What you are asked to do — Apart from the pictures, print the data below exactly as given.

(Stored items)
* * * * *
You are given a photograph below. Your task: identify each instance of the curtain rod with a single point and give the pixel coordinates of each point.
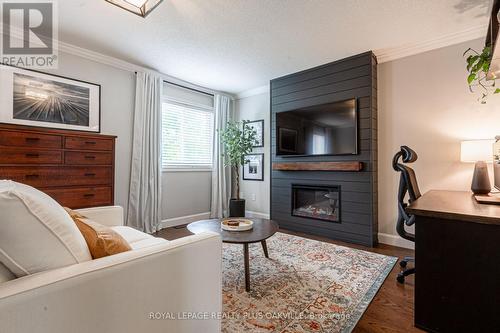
(180, 85)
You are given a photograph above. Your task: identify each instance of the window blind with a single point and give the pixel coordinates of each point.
(187, 134)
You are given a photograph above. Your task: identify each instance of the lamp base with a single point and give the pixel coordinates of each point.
(481, 180)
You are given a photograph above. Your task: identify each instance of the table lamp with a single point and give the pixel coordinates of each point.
(479, 152)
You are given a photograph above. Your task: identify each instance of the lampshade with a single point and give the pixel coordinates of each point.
(139, 7)
(476, 150)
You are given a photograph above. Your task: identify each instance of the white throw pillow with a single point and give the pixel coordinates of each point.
(36, 233)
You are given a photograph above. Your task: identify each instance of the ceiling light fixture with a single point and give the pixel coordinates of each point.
(138, 7)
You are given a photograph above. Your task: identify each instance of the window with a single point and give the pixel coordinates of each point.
(187, 131)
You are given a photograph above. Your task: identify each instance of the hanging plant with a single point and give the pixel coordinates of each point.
(478, 65)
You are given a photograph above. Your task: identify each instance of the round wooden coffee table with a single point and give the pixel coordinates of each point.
(262, 230)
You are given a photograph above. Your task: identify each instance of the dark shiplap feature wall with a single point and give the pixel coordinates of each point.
(353, 77)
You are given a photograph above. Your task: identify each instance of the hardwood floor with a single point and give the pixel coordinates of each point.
(392, 308)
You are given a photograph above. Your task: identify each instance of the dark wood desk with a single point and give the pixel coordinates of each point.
(457, 255)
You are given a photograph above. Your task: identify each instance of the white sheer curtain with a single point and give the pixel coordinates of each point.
(221, 175)
(144, 206)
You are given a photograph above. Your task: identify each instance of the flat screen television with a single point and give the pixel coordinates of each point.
(327, 129)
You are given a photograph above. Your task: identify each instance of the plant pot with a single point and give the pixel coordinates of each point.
(237, 208)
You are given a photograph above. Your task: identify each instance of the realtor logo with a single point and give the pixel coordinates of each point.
(29, 34)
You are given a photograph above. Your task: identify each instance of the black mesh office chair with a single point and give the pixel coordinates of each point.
(407, 185)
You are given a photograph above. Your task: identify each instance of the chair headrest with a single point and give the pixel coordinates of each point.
(409, 155)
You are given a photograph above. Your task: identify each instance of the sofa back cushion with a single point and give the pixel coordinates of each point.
(102, 241)
(36, 233)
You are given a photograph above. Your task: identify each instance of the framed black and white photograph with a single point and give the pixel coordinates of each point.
(38, 99)
(254, 167)
(258, 127)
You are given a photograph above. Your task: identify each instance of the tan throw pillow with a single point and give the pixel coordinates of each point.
(101, 240)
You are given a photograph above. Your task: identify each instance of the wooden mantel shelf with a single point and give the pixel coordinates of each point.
(318, 166)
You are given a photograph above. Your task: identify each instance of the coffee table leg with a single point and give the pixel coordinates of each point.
(264, 247)
(247, 267)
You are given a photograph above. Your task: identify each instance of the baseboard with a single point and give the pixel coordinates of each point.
(395, 241)
(175, 221)
(258, 215)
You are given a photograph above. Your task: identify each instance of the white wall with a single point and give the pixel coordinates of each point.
(256, 108)
(184, 193)
(423, 102)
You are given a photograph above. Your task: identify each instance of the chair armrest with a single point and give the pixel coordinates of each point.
(122, 293)
(110, 216)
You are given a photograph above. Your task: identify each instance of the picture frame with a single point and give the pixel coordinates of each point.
(253, 169)
(33, 98)
(258, 126)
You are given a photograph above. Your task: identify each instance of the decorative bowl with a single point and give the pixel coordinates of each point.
(236, 224)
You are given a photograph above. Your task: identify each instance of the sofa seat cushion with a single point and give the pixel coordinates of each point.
* * * * *
Written response —
You are given a photograph below. Your task: identify each instance of the curtain rod with a single point and give the pixel coordinates of each point.
(180, 85)
You are given a photograph above. Your task: identify each instance of the window blind with a single point and give the pixel coordinates of each point.
(187, 134)
You are given a photograph above. Your task: identify each instance of the lamp base with a single point and give the pixel coordinates of each point.
(481, 180)
You are given a photograph above. Your task: identify each instance of the table lamp with a single point and give the pixel coordinates of each point.
(479, 152)
You are given a photograph above. Your task: identify each instance of the lampshade with a single point and give the pixel coordinates of each point.
(139, 7)
(476, 150)
You are given a photograph above. Your task: identify each instance of the white throw pillow with a single point and give the pixel coordinates of each point.
(36, 233)
You are given a photograph above. Your task: identify each instance of the ceiling light fixture with a single point and give the pixel coordinates of each point.
(138, 7)
You are given a photograph above. Your task: identify each instance of the window with a single point and give the pixel coordinates of each point.
(187, 131)
You are given a photograph above. Your task: identify each instance of the hanging plant with a single point and give the pixel coordinates of each point.
(478, 65)
You are given a photograph above. Your task: identify each instance of the round wooden coffee table with a single point and give the pixel coordinates of each point.
(262, 230)
You are given a photograph above. Your task: identify each instance of the dark shiplap feature wall with a single point and give the pixel coordinates of each point.
(353, 77)
You are given a photograph above. Your task: identify each instance of the hardwood floor with a single point and give the pixel coordinates of each point.
(392, 308)
You are given a photograph above. Your task: identify each instance of the dark wood desk with a single point and give the pixel coordinates of each point.
(457, 255)
You are given a photograph above. Your task: identify each instance of the white sheer curtain with a single point and give the pixel coordinates of each point.
(221, 175)
(144, 206)
You are given a photograph above. Your task: identify each instance of the flat screen television with a single point and give the pixel coordinates of each point.
(327, 129)
You are given a photograph above. Your task: identify each instance of the plant pot with a single point and give the pixel coordinates of each point.
(237, 208)
You are given a photograph above. Your task: identify each instance of the realtor logo with a single point and give the pixel coordinates of each point.
(29, 34)
You are given a photograph above. Your task: identify each instance of the black mesh office chair with a single point and give the pixel coordinates of each point.
(407, 185)
You are given a photograph above. Your task: identify each instance of the chair headrest with a single point and give the pixel coordinates of each point.
(409, 155)
You are given a photograph above. Your task: identify each instance of the sofa back cushion with a single point and give the pixel coordinates of each point.
(102, 241)
(36, 233)
You are given a photograph above. Your task: identify each instance of the framed black and white photograph with a single point and give the pixel coordinates of each point.
(38, 99)
(254, 167)
(258, 127)
You are given a photograph above. Your task: identify each instance of the tan throw pillow with a single point and give the pixel coordinates of each point.
(101, 240)
You are given a photograph above. Your task: identify each instance of the wooden mantel shelf with a single point and give the pixel coordinates of each point.
(318, 166)
You are given a photograph above. Your task: identify each instance of the coffee table leg with a single point and give the pixel coordinates of each point.
(264, 247)
(247, 267)
You are given a photograph above. Your task: identify each instance of the baseboard with a single point and give the pixel coordinates of each point.
(395, 241)
(175, 221)
(258, 215)
You are given a photograph above. Your task: identify each instance of the white wall with a single point and give the pixel coordinates of each point.
(256, 108)
(184, 193)
(423, 102)
You are given a photograph above. Your task: identify each instance of the chair armrest with a single point and give the pixel coordinates of each point.
(122, 293)
(110, 216)
You are given a photograph above. Your task: identify each instance of the picture frame with a single point and give the pixel coordinates of each point.
(253, 169)
(33, 98)
(258, 126)
You are given a photograph above. Your task: identify each instance of the decorative bowl with a single point and give the pixel coordinates of each point.
(236, 224)
You are given a photograph above. Your task: identify each instance of the sofa seat cushion with a single point and give the pixel coordinates of each point.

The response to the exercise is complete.